TASK OBJECTIVE. Rewrite the lines starting at the one containing "325L120 330L100 327L91" and ending at the one containing "positive clicks: (120, 329)", replacing "rough mask" with "coarse mask" and leaving everything else unchanged.

□ □ □ □ □ □ □

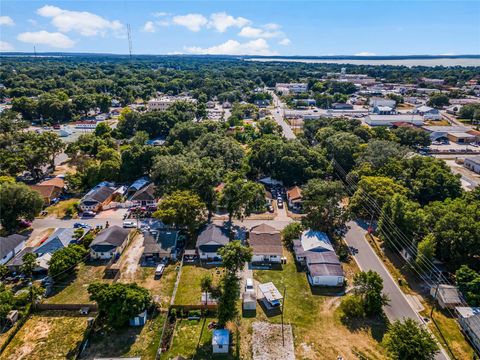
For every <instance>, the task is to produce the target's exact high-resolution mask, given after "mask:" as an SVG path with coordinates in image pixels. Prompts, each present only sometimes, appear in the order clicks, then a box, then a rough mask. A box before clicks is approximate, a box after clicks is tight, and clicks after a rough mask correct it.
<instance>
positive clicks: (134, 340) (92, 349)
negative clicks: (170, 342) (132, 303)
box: [82, 313, 166, 360]
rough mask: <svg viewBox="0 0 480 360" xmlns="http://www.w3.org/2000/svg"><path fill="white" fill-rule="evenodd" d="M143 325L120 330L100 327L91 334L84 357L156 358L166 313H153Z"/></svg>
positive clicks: (120, 329)
mask: <svg viewBox="0 0 480 360" xmlns="http://www.w3.org/2000/svg"><path fill="white" fill-rule="evenodd" d="M148 316H149V318H148V320H147V323H146V324H145V326H143V327H125V328H123V329H120V330H111V329H108V330H106V329H100V330H97V331H96V332H95V333H94V334H93V335H92V336H91V342H90V344H89V346H88V348H87V350H86V351H85V353H84V354H83V355H82V359H94V358H96V357H132V356H140V357H141V358H142V360H155V354H156V352H157V349H158V344H159V341H160V334H161V333H162V327H163V323H164V321H165V318H166V315H165V314H163V313H162V314H159V313H157V314H155V315H154V317H153V318H151V316H152V315H151V314H149V315H148Z"/></svg>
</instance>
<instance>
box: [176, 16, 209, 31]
mask: <svg viewBox="0 0 480 360" xmlns="http://www.w3.org/2000/svg"><path fill="white" fill-rule="evenodd" d="M173 22H174V23H175V24H177V25H180V26H185V27H186V28H187V29H188V30H190V31H194V32H197V31H200V29H201V28H202V27H203V26H205V25H207V23H208V20H207V18H206V17H205V16H203V15H202V14H187V15H177V16H174V17H173Z"/></svg>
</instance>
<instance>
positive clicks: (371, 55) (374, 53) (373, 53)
mask: <svg viewBox="0 0 480 360" xmlns="http://www.w3.org/2000/svg"><path fill="white" fill-rule="evenodd" d="M354 55H355V56H375V55H377V54H375V53H371V52H369V51H362V52H359V53H356V54H354Z"/></svg>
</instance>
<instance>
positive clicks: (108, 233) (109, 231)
mask: <svg viewBox="0 0 480 360" xmlns="http://www.w3.org/2000/svg"><path fill="white" fill-rule="evenodd" d="M131 234H132V231H131V229H124V228H122V227H120V226H117V225H114V226H110V227H108V228H106V229H104V230H102V231H101V232H100V233H98V235H97V237H96V238H95V239H94V240H93V241H92V243H91V244H90V256H91V257H92V259H102V260H105V259H116V258H118V257H120V255H121V254H122V252H123V250H124V249H125V247H126V246H127V244H128V242H129V241H130V237H131Z"/></svg>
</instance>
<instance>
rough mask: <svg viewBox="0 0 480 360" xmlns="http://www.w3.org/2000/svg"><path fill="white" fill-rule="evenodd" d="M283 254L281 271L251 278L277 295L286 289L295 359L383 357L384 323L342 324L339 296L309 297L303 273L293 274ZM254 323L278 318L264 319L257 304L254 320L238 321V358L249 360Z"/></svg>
mask: <svg viewBox="0 0 480 360" xmlns="http://www.w3.org/2000/svg"><path fill="white" fill-rule="evenodd" d="M284 254H286V255H287V264H285V265H283V269H282V270H255V271H254V278H255V280H257V281H258V282H260V283H266V282H269V281H272V282H273V283H274V284H275V286H276V287H277V288H278V290H279V291H280V292H283V289H284V288H286V296H285V307H284V321H285V323H288V324H291V325H292V327H293V335H294V345H295V355H296V357H297V358H299V359H320V358H324V359H335V358H336V357H337V356H338V355H342V356H343V357H344V358H345V359H352V358H356V357H357V355H356V354H357V353H358V352H360V353H362V354H364V355H365V356H368V358H369V359H384V358H386V356H385V352H384V350H383V348H382V347H381V345H380V344H379V340H381V337H382V336H383V331H384V330H385V324H384V323H382V324H367V323H362V324H348V325H345V324H343V323H342V321H341V320H340V318H341V316H340V315H341V314H338V311H337V310H336V309H337V307H338V304H339V303H340V301H341V297H338V296H323V295H314V294H312V290H311V288H310V285H309V283H308V280H307V277H306V274H305V273H304V272H298V271H297V267H296V265H295V263H294V261H293V257H292V255H291V253H288V252H284ZM353 267H354V265H352V263H350V264H348V265H347V266H346V269H345V271H346V272H347V274H348V273H351V272H353V271H354V270H353ZM316 292H317V291H315V293H316ZM256 320H263V321H270V322H273V323H280V322H281V315H276V316H272V317H266V315H265V313H264V311H263V309H262V307H261V306H259V305H257V314H256V317H255V318H242V324H241V334H242V336H241V338H242V347H241V355H242V356H241V357H242V359H243V358H251V339H249V338H251V334H252V329H251V323H252V322H253V321H256ZM377 325H378V326H377ZM319 339H321V341H319Z"/></svg>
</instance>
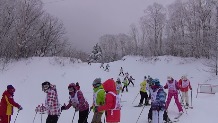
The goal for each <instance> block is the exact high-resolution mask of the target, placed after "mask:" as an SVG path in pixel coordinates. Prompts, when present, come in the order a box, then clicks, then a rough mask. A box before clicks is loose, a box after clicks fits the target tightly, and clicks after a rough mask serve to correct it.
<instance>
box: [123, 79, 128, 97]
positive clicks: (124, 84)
mask: <svg viewBox="0 0 218 123" xmlns="http://www.w3.org/2000/svg"><path fill="white" fill-rule="evenodd" d="M122 83H123V89H122V93H123V91H124V89H125V88H126V92H128V83H129V81H128V78H127V77H125V78H124V80H123V82H122Z"/></svg>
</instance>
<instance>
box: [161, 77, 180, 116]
mask: <svg viewBox="0 0 218 123" xmlns="http://www.w3.org/2000/svg"><path fill="white" fill-rule="evenodd" d="M164 89H168V97H167V101H166V110H167V109H168V106H169V104H170V101H171V99H172V97H174V99H175V103H176V105H177V107H178V110H179V115H182V114H183V109H182V106H181V103H180V102H179V98H178V90H179V86H178V83H177V81H176V80H174V79H173V78H172V77H170V76H168V77H167V83H166V85H165V86H164Z"/></svg>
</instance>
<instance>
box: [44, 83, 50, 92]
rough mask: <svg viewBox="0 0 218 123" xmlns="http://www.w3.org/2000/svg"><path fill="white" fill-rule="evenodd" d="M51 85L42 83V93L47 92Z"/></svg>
mask: <svg viewBox="0 0 218 123" xmlns="http://www.w3.org/2000/svg"><path fill="white" fill-rule="evenodd" d="M50 86H51V84H50V82H48V81H45V82H43V83H42V91H44V92H45V91H47V90H48V89H49V88H50Z"/></svg>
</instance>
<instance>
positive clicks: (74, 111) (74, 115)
mask: <svg viewBox="0 0 218 123" xmlns="http://www.w3.org/2000/svg"><path fill="white" fill-rule="evenodd" d="M75 114H76V110H75V111H74V114H73V119H72V123H73V120H74V117H75Z"/></svg>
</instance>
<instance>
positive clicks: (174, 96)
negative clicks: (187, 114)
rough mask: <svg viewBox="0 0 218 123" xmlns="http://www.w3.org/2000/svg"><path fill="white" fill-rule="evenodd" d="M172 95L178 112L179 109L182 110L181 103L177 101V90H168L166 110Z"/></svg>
mask: <svg viewBox="0 0 218 123" xmlns="http://www.w3.org/2000/svg"><path fill="white" fill-rule="evenodd" d="M172 97H174V100H175V103H176V105H177V108H178V110H179V112H180V111H182V112H183V109H182V105H181V103H180V102H179V99H178V92H176V93H170V92H169V93H168V97H167V101H166V110H167V109H168V106H169V104H170V102H171V99H172Z"/></svg>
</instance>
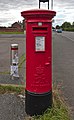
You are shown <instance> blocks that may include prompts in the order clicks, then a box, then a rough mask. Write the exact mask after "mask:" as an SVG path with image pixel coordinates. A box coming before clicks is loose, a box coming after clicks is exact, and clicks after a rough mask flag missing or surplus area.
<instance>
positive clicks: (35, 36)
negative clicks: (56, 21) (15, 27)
mask: <svg viewBox="0 0 74 120" xmlns="http://www.w3.org/2000/svg"><path fill="white" fill-rule="evenodd" d="M55 14H56V13H55V12H54V11H49V10H30V11H23V12H22V13H21V15H22V16H23V17H24V18H25V20H26V90H27V91H30V92H33V93H39V94H40V93H41V94H42V93H46V92H49V91H50V90H52V18H53V17H54V16H55Z"/></svg>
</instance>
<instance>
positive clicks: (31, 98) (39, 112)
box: [25, 90, 52, 116]
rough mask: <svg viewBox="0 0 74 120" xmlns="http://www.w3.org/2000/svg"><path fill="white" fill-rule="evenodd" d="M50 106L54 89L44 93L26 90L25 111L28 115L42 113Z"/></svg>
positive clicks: (50, 104)
mask: <svg viewBox="0 0 74 120" xmlns="http://www.w3.org/2000/svg"><path fill="white" fill-rule="evenodd" d="M48 107H50V108H51V107H52V90H51V91H49V92H48V93H44V94H35V93H31V92H29V91H27V90H26V91H25V111H26V113H27V114H28V115H30V116H33V115H41V114H43V112H44V111H45V110H46V109H47V108H48Z"/></svg>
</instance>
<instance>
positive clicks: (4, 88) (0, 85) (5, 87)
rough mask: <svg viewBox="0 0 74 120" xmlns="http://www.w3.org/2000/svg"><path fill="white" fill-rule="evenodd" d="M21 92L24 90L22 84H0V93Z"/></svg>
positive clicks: (3, 93) (15, 92) (20, 93)
mask: <svg viewBox="0 0 74 120" xmlns="http://www.w3.org/2000/svg"><path fill="white" fill-rule="evenodd" d="M23 92H24V86H22V85H0V94H4V93H16V94H21V93H23Z"/></svg>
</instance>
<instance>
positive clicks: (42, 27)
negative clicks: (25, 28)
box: [33, 27, 47, 31]
mask: <svg viewBox="0 0 74 120" xmlns="http://www.w3.org/2000/svg"><path fill="white" fill-rule="evenodd" d="M33 31H47V27H33Z"/></svg>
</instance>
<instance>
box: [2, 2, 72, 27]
mask: <svg viewBox="0 0 74 120" xmlns="http://www.w3.org/2000/svg"><path fill="white" fill-rule="evenodd" d="M38 1H39V0H0V26H11V24H12V23H14V22H16V21H22V20H23V18H22V17H21V12H22V11H24V10H29V9H37V8H38V7H39V5H38ZM49 1H50V4H51V0H49ZM41 8H42V9H47V3H45V4H44V3H41ZM50 9H51V5H50ZM53 10H54V11H56V13H57V14H56V17H55V18H54V19H55V22H54V23H53V24H54V26H55V25H56V24H58V25H61V24H62V23H63V22H65V21H67V22H71V23H72V22H74V0H54V5H53Z"/></svg>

□ □ □ □ □ □ □

ANSWER FOR THIS EXERCISE.
coarse mask: <svg viewBox="0 0 480 360" xmlns="http://www.w3.org/2000/svg"><path fill="white" fill-rule="evenodd" d="M143 325L120 330L100 327L91 334L84 357L156 358L166 313H153Z"/></svg>
positive clicks: (120, 329)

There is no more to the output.